• **Tarefa**
Substitua "practice" por "exercise" em todas as entradas abaixo e reescreva as linhas sem nenhuma outra alteração.

(Entradas de anotação de posição)
· · · · · · ·

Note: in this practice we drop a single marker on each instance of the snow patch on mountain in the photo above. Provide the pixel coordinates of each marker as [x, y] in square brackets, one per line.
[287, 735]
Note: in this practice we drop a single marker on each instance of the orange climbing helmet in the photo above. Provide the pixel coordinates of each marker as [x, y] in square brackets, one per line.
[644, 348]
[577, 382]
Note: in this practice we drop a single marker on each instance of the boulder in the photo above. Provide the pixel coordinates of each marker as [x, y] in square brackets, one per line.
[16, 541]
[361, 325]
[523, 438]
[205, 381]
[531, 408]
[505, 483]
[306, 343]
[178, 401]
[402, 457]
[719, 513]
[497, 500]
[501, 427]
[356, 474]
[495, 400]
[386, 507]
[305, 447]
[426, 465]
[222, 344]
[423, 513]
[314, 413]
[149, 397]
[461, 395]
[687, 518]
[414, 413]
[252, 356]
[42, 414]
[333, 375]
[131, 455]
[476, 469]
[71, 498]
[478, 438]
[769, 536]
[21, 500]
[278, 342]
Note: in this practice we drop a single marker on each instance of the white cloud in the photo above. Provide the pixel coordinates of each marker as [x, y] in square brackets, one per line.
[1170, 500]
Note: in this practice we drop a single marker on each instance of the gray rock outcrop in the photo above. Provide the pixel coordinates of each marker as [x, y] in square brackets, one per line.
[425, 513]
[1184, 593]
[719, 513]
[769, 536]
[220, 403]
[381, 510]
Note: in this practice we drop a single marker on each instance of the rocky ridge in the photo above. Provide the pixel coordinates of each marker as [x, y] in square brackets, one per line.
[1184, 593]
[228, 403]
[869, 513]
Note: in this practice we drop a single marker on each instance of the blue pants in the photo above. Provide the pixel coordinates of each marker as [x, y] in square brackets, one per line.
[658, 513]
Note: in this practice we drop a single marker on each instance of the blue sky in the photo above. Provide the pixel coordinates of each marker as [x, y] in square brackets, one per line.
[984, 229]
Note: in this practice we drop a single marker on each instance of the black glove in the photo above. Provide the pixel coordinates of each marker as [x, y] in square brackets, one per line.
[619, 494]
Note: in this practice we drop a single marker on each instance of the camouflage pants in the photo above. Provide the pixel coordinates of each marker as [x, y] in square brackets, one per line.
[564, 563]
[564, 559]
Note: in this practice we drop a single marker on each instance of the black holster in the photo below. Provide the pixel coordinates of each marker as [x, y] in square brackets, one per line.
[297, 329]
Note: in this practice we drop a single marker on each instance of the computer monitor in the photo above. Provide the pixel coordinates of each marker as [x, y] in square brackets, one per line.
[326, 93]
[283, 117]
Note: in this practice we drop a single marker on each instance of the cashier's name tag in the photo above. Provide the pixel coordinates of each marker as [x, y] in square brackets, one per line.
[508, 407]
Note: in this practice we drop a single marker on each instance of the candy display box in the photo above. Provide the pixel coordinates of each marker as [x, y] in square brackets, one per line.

· · · · · · ·

• **Saída completa**
Note: in this exercise we drop a single marker on each instance of the snow patch on mountain in the photo above. Provide the pixel coordinates of each marker as [x, y] in square brackets, one per line.
[287, 735]
Note: in this exercise we drop a single marker on each instance of the orange climbing helmet in the photo above. Provide the pixel coordinates of each marker as [x, y] in square brackets, one per line.
[644, 348]
[577, 382]
Note: in this exercise we drop a single marker on each instance of the boulder in the photo above. Provide the pixel coordinates of each marker as [x, y] in square brackets, one per line.
[16, 541]
[361, 325]
[523, 438]
[205, 381]
[531, 408]
[505, 483]
[306, 343]
[178, 401]
[402, 457]
[719, 513]
[497, 500]
[501, 427]
[356, 474]
[495, 400]
[386, 507]
[305, 447]
[426, 465]
[222, 344]
[423, 513]
[314, 413]
[149, 397]
[461, 395]
[687, 518]
[414, 413]
[252, 356]
[42, 414]
[333, 375]
[131, 455]
[476, 469]
[71, 498]
[478, 438]
[769, 536]
[21, 500]
[278, 342]
Note: in this exercise we drop a single marker on each instance of the white cloud in the photo above. Provide the pixel coordinates of each marker as [x, y] in square brackets, one per line.
[1170, 500]
Note: in this exercise we drop a single marker on each instance of the gray rock outcrop in the photo above. Provide the pixel coordinates of each marker as [x, y] in square brackets, one per line.
[425, 513]
[1184, 593]
[719, 513]
[769, 536]
[220, 403]
[381, 510]
Note: in this exercise we drop a single marker on each instance of the rocky ridge in the photo above. Provide the pixel coordinates of each marker as [x, y] in square brackets, one per line.
[1184, 593]
[228, 403]
[869, 513]
Note: in this exercise we drop a single marker on each instance of the blue pants in the photo above. Provide the pixel coordinates of each marker as [x, y] in square brackets, one per line.
[658, 513]
Note: in this exercise we drop a single marker on each instance of the blue sky in the photo above. Provide the pixel coordinates of each marker as [x, y] in square brackets, one per line.
[984, 229]
Note: in this exercise we drop a single marker on each instance of the black glove in the photo above. Provide the pixel coordinates of each marker as [x, y] in square brackets, one per line.
[619, 494]
Note: in this exercise we drop a single marker on each instance of the camouflage pants in the photo above. Provide the pixel coordinates of each marker as [x, y] in square brackets, one per line.
[564, 563]
[564, 559]
Note: in this exercise we drop a single marker on each instance of the black holster in the photo below. Provide the pixel coordinates of each marker as [x, y] in square brackets, one per line.
[297, 329]
Note: in this exercise we drop a single marker on each instance of the computer monitor in the photo above. Provide the pixel coordinates of each marker as [x, y] in square brackets, one per line.
[326, 93]
[283, 117]
Note: in this exercise we drop a single marker on each instance of the cashier's name tag in the photo above. Provide the pixel coordinates of each marker as [x, y] in square brackets, one per line.
[508, 407]
Note: in this exercise we drop a single marker on each instance of the candy display box in the photo above. Provide the pixel coordinates of each marker as [x, y] in square brackets, one per line.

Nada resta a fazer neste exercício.